• [Problem requirements]: Pull out each line of the data below that contains the string "short", matching case exactly.
= = = =
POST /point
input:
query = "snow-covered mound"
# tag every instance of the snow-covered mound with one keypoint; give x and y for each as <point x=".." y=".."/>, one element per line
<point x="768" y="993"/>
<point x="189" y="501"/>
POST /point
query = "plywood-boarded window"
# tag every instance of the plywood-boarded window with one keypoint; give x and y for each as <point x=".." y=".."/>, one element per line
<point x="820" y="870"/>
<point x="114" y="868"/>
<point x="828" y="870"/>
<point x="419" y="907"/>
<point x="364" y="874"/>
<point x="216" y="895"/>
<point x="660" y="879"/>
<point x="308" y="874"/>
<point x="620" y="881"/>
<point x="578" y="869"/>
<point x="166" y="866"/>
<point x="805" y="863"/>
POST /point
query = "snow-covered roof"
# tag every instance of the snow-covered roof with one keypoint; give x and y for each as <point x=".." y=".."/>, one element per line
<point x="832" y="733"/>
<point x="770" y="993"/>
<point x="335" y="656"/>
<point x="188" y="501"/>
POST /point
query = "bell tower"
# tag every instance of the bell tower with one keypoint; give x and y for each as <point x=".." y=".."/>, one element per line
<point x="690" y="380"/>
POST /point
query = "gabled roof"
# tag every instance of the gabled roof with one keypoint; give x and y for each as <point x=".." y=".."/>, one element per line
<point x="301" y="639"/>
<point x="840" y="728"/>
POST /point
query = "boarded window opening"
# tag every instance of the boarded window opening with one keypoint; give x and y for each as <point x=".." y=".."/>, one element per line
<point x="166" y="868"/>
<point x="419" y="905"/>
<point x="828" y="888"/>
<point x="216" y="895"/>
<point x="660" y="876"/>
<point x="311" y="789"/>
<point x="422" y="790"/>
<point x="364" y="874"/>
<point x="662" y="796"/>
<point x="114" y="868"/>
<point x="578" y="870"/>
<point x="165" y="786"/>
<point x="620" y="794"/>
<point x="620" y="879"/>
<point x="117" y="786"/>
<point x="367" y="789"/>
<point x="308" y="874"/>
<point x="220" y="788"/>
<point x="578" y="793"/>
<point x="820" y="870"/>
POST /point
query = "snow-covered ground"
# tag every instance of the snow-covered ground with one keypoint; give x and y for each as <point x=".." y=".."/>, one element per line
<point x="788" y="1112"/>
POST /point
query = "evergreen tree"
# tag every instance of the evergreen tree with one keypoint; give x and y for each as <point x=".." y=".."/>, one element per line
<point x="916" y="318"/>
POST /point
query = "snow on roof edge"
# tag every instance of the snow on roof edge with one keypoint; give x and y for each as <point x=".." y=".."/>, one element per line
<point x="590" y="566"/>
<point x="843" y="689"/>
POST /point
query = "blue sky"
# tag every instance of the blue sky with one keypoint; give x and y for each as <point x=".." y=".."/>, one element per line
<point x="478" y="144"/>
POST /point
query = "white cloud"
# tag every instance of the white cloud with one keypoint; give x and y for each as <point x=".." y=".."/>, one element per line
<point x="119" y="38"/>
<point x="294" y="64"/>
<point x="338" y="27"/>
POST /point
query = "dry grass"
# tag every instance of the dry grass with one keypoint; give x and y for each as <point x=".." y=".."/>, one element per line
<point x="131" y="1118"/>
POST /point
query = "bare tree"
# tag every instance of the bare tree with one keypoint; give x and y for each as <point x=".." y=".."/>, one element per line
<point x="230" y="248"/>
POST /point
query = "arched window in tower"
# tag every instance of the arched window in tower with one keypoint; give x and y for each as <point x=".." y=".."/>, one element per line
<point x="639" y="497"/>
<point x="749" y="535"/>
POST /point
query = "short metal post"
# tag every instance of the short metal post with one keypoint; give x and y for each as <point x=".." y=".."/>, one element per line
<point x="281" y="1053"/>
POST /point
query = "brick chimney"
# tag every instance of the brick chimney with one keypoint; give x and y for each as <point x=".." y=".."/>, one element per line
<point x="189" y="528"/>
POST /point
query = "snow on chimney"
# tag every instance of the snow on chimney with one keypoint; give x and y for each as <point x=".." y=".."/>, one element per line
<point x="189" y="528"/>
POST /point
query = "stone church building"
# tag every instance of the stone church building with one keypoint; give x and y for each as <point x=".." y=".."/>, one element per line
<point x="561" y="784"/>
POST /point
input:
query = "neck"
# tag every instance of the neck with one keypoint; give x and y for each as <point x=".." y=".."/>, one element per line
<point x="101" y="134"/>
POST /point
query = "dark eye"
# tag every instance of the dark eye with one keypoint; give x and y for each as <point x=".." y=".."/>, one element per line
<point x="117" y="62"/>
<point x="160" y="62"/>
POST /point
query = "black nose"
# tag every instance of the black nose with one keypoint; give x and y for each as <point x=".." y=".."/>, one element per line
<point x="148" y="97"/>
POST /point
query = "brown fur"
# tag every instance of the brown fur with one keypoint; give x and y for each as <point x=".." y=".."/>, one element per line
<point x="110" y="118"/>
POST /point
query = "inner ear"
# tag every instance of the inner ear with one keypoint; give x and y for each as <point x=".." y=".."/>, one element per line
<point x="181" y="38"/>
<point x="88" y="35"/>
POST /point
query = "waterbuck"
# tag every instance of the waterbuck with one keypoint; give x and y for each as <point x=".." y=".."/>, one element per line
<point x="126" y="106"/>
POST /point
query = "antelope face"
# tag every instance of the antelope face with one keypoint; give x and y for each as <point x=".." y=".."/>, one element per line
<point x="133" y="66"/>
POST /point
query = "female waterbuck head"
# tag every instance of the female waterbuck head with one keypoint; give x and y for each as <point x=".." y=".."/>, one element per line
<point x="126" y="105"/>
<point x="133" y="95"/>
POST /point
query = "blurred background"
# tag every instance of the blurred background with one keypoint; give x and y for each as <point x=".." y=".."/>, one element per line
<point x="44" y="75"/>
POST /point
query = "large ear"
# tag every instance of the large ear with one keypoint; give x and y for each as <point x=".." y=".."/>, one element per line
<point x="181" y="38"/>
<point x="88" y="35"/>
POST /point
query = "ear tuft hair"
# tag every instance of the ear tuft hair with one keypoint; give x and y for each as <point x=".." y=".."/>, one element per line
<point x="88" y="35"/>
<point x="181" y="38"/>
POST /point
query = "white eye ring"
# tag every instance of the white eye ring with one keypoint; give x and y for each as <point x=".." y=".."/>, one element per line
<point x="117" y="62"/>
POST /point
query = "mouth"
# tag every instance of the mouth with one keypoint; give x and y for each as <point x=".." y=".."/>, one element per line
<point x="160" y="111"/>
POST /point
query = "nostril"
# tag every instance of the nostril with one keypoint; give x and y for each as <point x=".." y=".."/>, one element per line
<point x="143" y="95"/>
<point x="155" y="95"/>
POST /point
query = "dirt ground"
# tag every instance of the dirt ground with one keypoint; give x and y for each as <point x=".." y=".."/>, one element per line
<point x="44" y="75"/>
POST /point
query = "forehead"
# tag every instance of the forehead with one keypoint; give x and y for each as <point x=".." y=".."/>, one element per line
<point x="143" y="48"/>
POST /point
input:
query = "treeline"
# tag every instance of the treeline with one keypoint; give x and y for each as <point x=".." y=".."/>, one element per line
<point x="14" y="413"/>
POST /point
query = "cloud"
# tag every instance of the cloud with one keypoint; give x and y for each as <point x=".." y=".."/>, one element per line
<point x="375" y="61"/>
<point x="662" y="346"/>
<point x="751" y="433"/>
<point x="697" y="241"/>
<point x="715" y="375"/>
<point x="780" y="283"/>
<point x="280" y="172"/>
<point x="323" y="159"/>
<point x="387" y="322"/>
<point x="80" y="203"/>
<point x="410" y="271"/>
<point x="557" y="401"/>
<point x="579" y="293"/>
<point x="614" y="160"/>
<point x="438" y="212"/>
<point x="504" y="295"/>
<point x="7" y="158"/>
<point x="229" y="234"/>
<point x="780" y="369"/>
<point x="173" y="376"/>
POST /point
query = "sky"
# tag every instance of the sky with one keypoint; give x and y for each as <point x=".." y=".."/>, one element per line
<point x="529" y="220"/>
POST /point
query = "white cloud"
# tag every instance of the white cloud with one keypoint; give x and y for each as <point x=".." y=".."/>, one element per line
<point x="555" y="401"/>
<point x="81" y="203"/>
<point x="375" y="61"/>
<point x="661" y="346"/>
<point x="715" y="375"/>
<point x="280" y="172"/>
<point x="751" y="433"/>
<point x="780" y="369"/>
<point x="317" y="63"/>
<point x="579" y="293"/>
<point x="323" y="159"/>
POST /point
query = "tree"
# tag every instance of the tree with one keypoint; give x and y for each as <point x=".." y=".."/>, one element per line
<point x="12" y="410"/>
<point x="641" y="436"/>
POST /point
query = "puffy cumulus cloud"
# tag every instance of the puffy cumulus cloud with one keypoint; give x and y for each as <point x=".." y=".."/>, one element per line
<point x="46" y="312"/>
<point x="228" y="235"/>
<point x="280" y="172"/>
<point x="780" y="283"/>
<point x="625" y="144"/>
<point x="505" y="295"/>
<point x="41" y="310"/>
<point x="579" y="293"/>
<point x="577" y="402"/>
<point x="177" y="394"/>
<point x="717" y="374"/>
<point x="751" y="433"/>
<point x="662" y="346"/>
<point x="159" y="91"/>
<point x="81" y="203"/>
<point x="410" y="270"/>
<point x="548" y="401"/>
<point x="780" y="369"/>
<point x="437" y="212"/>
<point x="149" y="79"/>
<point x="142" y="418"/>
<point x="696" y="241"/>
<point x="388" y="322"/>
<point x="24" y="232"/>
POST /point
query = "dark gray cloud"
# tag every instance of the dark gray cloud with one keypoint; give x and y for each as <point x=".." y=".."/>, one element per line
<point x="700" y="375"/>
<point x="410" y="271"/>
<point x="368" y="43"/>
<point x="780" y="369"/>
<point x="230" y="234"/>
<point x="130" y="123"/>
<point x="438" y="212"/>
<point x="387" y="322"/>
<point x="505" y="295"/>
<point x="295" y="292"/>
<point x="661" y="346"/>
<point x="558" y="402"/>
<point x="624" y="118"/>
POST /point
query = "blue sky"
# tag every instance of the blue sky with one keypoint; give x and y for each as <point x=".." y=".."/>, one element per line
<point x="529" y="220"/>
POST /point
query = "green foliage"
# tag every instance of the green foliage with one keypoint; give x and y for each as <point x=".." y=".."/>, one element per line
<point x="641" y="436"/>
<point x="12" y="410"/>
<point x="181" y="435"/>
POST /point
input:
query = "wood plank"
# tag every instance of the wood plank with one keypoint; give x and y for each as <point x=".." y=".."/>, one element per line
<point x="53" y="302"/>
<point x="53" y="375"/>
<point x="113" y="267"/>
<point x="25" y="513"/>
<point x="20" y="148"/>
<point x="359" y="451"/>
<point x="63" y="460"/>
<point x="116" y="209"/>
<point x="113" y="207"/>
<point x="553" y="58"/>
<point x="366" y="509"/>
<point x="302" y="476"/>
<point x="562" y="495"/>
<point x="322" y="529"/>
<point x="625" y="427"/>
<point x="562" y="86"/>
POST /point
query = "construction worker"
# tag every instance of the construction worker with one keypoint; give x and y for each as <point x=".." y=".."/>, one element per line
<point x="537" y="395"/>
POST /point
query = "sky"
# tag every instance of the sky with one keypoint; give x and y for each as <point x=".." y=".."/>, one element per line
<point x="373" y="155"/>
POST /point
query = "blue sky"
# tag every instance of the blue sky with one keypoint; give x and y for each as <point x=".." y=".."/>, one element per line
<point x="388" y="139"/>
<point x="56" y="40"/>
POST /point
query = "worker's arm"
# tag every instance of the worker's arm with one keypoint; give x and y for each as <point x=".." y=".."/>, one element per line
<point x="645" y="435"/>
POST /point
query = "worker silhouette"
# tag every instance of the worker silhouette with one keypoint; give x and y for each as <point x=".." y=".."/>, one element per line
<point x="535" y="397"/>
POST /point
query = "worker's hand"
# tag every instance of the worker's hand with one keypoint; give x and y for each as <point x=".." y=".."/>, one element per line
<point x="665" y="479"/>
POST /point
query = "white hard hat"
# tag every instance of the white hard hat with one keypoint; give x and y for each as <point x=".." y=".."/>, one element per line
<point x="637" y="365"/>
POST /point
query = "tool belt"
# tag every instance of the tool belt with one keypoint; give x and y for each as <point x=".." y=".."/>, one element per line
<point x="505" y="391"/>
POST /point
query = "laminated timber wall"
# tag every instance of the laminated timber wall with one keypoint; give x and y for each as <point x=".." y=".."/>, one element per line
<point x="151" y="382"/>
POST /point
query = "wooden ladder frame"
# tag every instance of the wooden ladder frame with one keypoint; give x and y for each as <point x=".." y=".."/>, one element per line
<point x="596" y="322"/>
= = = =
• [Result of this exercise]:
query = "short metal post"
# tag every instance of the short metal post with one keypoint; give x and y for each as <point x=".." y=".."/>, one element per line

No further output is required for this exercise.